◆ **Metin Bölümü**
"İçtihat Metni"
BÖLGE ADLİYE
MAHKEMESİ : ... 9. Hukuk Dairesi
Taraflar arasındaki alacak davasından dolayı yapılan yargılama sonunda İlk Derece Mahkemesinin 03.11.2020 tarihli ve 2019/4 Esas, 2020/374 Karar sayılı kararı ile davanın kısmen kabulüne karar verilmiş, verilen kararın taraf vekillerince istinaf edilmesi üzerine, Bölge Adliye Mahkemesince 08.04.2021 tarihli ve 2021/960 Esas, 2021/1019 Karar sayılı kararı ile İlk Derece Mahkemesi kararının ortadan kaldırılmasına, davanın yeniden görülmesi için dosyanın İlk Derece Mahkemesine gönderilmesine karar verilmiştir.
İlk Derece Mahkemesince yeniden yapılan yargılama sonucunda, davanın kısmen kabulüne karar verilmiştir.
Kararın taraf vekilleri tarafından istinaf edilmesi üzerine, Bölge Adliye Mahkemesince davacının istinaf başvurusunun esastan reddine, davalının istinaf başvurusunun ise kabulüyle İlk Derece Mahkemesi kararının kaldırılmasına ve esas hakkında yeniden hüküm kurulmak suretiyle davanın kısmen kabulüne karar verilmiştir.
Bölge Adliye Mahkemesi kararı taraf vekillerince temyiz edilmekle; kesinlik, süre, temyiz şartı ve diğer usul eksiklikleri yönünden yapılan ön inceleme sonucunda;
Miktar veya değeri kesinlik sınırını geçmeyen davalara ilişkin nihai kararlar, 6100 sayılı Hukuk Muhakemeleri Kanunu'nun (6100 sayılı Kanun) 362 nci maddesi uyarınca temyiz edilemez. Temyize konu edilen miktarın kesinlik sınırının altında kalması hâlinde anılan Kanun’un 366 ncı maddesi atfıyla aynı Kanun’un 352 nci maddesinin birinci fıkrasının (b) bendi uyarınca temyiz dilekçesinin reddine karar vermek gerekir.
Dosya içeriğine göre dava tarihi itibarıyla işyerinde çalışması bulunmadığı anlaşılan işçinin açtığı somut davada; hüküm altına alınan ve temyize konu edilen toplam miktar davalı yönünden 12.716,15 TL olup bu miktar, Bölge Adliye Mahkemesinin karar tarihi itibarıyla kesinlik sınırı olan 107.090,00 TL’nin altında kaldığından davalı vekilinin temyiz dilekçesinin miktardan reddine karar vermek gerekmiştir.

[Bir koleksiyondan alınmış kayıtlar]
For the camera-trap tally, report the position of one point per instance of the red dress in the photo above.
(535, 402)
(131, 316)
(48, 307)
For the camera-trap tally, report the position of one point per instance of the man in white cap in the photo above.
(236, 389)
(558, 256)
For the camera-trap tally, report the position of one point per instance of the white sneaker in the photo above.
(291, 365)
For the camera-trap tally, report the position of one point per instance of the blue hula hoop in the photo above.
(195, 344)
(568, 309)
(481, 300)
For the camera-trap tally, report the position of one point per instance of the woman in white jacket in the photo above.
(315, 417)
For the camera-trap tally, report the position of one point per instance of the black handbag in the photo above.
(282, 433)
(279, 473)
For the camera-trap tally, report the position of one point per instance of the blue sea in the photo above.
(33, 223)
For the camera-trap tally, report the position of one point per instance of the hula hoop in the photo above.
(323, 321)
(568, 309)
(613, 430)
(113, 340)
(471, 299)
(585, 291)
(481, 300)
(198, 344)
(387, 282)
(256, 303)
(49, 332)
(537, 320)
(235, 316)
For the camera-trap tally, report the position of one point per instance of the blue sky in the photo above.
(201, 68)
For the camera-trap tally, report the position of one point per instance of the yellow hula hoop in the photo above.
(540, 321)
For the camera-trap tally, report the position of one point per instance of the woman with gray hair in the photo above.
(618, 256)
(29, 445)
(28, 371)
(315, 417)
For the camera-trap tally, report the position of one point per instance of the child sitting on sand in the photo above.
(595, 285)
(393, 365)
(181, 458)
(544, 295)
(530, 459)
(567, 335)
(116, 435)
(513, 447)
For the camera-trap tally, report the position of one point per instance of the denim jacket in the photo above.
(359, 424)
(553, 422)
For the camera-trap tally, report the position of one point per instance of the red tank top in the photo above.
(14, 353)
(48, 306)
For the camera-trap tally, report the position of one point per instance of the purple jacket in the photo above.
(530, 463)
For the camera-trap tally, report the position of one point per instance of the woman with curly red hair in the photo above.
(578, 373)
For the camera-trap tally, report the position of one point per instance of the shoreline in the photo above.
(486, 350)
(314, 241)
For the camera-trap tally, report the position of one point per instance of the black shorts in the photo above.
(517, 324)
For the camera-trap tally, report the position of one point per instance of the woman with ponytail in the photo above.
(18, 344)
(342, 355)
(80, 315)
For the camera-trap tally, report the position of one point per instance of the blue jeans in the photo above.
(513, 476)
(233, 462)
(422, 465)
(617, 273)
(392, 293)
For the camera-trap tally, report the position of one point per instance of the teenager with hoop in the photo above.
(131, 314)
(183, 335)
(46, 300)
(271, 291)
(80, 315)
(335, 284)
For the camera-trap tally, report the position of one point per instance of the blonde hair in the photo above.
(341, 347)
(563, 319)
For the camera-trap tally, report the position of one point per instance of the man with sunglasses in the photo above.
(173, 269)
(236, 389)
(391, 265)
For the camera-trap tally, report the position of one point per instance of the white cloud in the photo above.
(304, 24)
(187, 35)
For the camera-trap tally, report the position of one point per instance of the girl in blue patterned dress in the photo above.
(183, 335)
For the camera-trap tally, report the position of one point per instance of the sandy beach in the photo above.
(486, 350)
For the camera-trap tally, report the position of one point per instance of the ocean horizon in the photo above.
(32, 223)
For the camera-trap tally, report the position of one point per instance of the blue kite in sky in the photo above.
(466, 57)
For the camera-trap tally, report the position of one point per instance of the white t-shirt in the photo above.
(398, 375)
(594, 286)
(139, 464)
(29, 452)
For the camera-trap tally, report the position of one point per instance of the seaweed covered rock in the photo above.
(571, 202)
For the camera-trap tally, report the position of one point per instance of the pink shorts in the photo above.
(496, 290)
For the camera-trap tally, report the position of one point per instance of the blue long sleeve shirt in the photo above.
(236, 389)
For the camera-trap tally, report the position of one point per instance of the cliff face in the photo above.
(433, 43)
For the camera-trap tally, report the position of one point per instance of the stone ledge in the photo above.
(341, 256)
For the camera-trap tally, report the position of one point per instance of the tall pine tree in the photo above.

◆ **Verilen Alıştırma 1**
İçtihat metninde "Dosya içeriğine göre" sözcükleriyle açılıp "karar vermek gerekmiştir." ile kapanan bölümü aynen aktarın.
◆ **Verilen Alıştırma 2**
Kayıtları süzün ve "white" dizgesini içeren her satırı değiştirmeden yazın.

◆ **Yazılı Çözüm 1**
Dosya içeriğine göre dava tarihi itibarıyla işyerinde çalışması bulunmadığı anlaşılan işçinin açtığı somut davada; hüküm altına alınan ve temyize konu edilen toplam miktar davalı yönünden 12.716,15 TL olup bu miktar, Bölge Adliye Mahkemesinin karar tarihi itibarıyla kesinlik sınırı olan 107.090,00 TL’nin altında kaldığından davalı vekilinin temyiz dilekçesinin miktardan reddine karar vermek gerekmiştir.

◆ **Yazılı Çözüm 2**
For the camera-trap tally, report the position of one point per instance of the man in white cap in the photo above.
For the camera-trap tally, report the position of one point per instance of the white sneaker in the photo above.
For the camera-trap tally, report the position of one point per instance of the woman in white jacket in the photo above.
For the camera-trap tally, report the position of one point per instance of the white cloud in the photo above.
For the camera-trap tally, report the position of one point per instance of the white t-shirt in the photo above.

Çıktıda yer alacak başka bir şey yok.